**To do**:
(a) According to the opinion piece on ODOT's I-5 Broadway/Weidler report, when were the report's concepts actually developed?
(b) Pick up the opinion piece on ODOT's I-5 Broadway/Weidler report after its final sentence and carry it forward.

**Document segment**:
┄┄┄┄┄┄
Splendid Cycles Big Sale

Opinion: Why we should care about ODOT’s I-5 Broadway/Weidler report

Posted by on December 15th, 2010 at 2:05 pm

I-5 south where it
goes under NE Broadway.
(Photo © J. Maus)

I hope you’ve read my post yesterday about a report from ODOT on how they see the “problem” and potential “solutions” to bottlenecks along I-5 near the Broadway/Weidler interchange. This area is a key hub in Portland’s bikeway network: We must get this right.

With the N/NE Quadrant planning process kicking into high gear, this I-5 bottleneck issue — which has been studied by ODOT since the early 1980s — has found new life. Without a strong community voice about how to — or if we should — move forward, some of the shockingly highway-centric concepts in that report could gain traction.

That being said, I learned more about the report this morning from Steve Iwata, Planning Supervisor at the City of Portland Bureau of Planning and Sustainability (BPSS). Iwata is handling the Central City Plan for BPSS and he’s familiar with the report. Iwata confirmed that — contrary to my reporting on yesterday’s story — the concepts were actually developed in November 2007, but the report had remained an “internal working document” until being recently published to the web as part of the N/NE Quadrant planning process.

According to Iwata, the publication of these concepts was done to “Let people know we had done this work in the past but now we’re starting from scratch. There’s no official endorsement of any of the ideas.”
┄┄┄┄┄┄
Recorded data
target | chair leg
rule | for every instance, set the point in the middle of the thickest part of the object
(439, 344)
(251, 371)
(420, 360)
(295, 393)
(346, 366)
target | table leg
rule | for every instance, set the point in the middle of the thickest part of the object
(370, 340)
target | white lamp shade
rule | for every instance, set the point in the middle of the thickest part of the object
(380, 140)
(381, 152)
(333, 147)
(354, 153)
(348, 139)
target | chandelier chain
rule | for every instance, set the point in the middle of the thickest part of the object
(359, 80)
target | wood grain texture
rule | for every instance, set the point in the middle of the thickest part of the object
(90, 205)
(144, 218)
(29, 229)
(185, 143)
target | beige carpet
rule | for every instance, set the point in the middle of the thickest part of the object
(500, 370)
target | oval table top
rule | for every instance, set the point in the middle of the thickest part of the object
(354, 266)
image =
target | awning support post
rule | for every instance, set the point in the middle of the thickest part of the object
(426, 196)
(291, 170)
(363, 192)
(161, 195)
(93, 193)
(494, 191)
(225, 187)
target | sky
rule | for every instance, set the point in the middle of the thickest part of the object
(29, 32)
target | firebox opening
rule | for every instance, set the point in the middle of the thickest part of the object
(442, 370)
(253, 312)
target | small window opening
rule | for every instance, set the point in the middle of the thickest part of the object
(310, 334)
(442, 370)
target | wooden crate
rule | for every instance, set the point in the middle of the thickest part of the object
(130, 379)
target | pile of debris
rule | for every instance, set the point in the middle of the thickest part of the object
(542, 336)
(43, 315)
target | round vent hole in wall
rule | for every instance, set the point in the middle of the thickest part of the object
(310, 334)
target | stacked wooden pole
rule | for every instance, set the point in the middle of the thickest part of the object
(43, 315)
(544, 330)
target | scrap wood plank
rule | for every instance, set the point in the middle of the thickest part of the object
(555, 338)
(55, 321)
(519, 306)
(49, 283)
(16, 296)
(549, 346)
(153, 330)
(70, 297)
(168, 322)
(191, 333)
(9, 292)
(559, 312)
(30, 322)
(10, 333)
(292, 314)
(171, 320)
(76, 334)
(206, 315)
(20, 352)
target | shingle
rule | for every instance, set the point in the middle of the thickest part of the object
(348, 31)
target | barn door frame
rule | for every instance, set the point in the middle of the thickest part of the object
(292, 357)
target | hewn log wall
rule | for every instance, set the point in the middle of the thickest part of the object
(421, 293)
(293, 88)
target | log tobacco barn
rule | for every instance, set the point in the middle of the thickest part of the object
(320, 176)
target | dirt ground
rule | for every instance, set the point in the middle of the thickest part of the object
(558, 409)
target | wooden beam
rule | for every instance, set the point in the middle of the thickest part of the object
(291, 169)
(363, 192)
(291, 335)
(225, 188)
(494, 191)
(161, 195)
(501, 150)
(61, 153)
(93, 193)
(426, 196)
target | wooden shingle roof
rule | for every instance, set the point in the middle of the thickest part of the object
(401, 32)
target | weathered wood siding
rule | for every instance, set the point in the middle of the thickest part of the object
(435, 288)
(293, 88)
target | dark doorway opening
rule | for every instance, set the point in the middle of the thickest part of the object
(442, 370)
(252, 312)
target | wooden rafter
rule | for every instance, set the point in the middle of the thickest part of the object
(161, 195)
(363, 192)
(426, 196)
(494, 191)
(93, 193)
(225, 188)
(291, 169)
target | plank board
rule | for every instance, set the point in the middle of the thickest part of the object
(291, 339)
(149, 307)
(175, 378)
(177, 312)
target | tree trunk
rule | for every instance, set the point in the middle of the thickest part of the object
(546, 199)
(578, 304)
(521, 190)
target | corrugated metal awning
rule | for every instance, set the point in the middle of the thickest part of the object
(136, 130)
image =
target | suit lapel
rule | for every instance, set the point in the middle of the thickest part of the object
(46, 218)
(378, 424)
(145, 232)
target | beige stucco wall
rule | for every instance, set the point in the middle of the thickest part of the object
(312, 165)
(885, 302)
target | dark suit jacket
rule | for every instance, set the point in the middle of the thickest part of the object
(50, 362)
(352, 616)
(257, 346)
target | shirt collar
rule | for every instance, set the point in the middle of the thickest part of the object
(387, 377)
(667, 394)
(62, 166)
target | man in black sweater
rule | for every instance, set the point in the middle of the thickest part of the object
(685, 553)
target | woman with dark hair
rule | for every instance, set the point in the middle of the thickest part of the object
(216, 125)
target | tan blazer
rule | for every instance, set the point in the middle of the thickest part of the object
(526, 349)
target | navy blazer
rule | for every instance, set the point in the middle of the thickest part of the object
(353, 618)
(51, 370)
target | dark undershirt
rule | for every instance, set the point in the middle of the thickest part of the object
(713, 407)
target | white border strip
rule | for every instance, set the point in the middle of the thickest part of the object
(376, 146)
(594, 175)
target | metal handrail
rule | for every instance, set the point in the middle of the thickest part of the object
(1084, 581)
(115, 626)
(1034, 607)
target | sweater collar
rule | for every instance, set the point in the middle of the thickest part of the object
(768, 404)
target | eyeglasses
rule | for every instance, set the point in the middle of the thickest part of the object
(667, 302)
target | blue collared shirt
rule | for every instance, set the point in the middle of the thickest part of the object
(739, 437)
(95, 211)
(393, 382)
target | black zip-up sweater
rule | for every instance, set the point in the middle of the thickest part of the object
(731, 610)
┄┄┄┄┄┄
**Responses**:
(a) November 2007

(b)
Iwata sees the report simply as a reference guide and that we are starting from a “blank slate” in figuring out how to (or if we should) fix the traffic issues on the freeway and surrounding streets. The report’s authors echo this sentiment in their preface (written last month), “…The following concepts are starting points – not an end.”

Looking at the four concepts, it’s hard for me to think we’re starting from a “blank slate.” “Starting points” — no matter how innocent they might sound — can have a huge impact on what solutions are ultimately arrived at. If we begin this discussion by looking at massive highway widening, displacement of buildings, new freeway ramps, and so on, are we really starting from a blank slate?

When I expressed to Iwata my concerns about the dangers inherent in making this report a “starting point” he said, “Your concerns are reflected by several members of our advisory group… Several people are a little suspicious… They see what’s going on with the CRC (Columbia River Crossing)…” [See the members of the Stakeholder Advisory Group here.]

Critics of the CRC are waging a fierce battle in large part because of the way the problem was initially defined. The definition of the problem and the narrative that planners set in the beginning have limited what solutions can be considered; and, some say, favor the solutions the DOTs have wanted to pursue all along.

Iwata says that he’s confident in the City’s relationship with ODOT staff on this project and that they’re approaching this from a community-based, “bottom-up” style as opposed to the more “top-down” style of ODOT’s CRC project staff.

Even with Iwata’s somewhat reassuring words, ODOT considers any slowdown on a major freeway to be an urgent problem and they’ll take any opportunity to fix it. How they fix this particular bottleneck remains to be seen; but if they choose the 1950s “Just make it wider!” approach, you can’t say I didn’t try to warn you.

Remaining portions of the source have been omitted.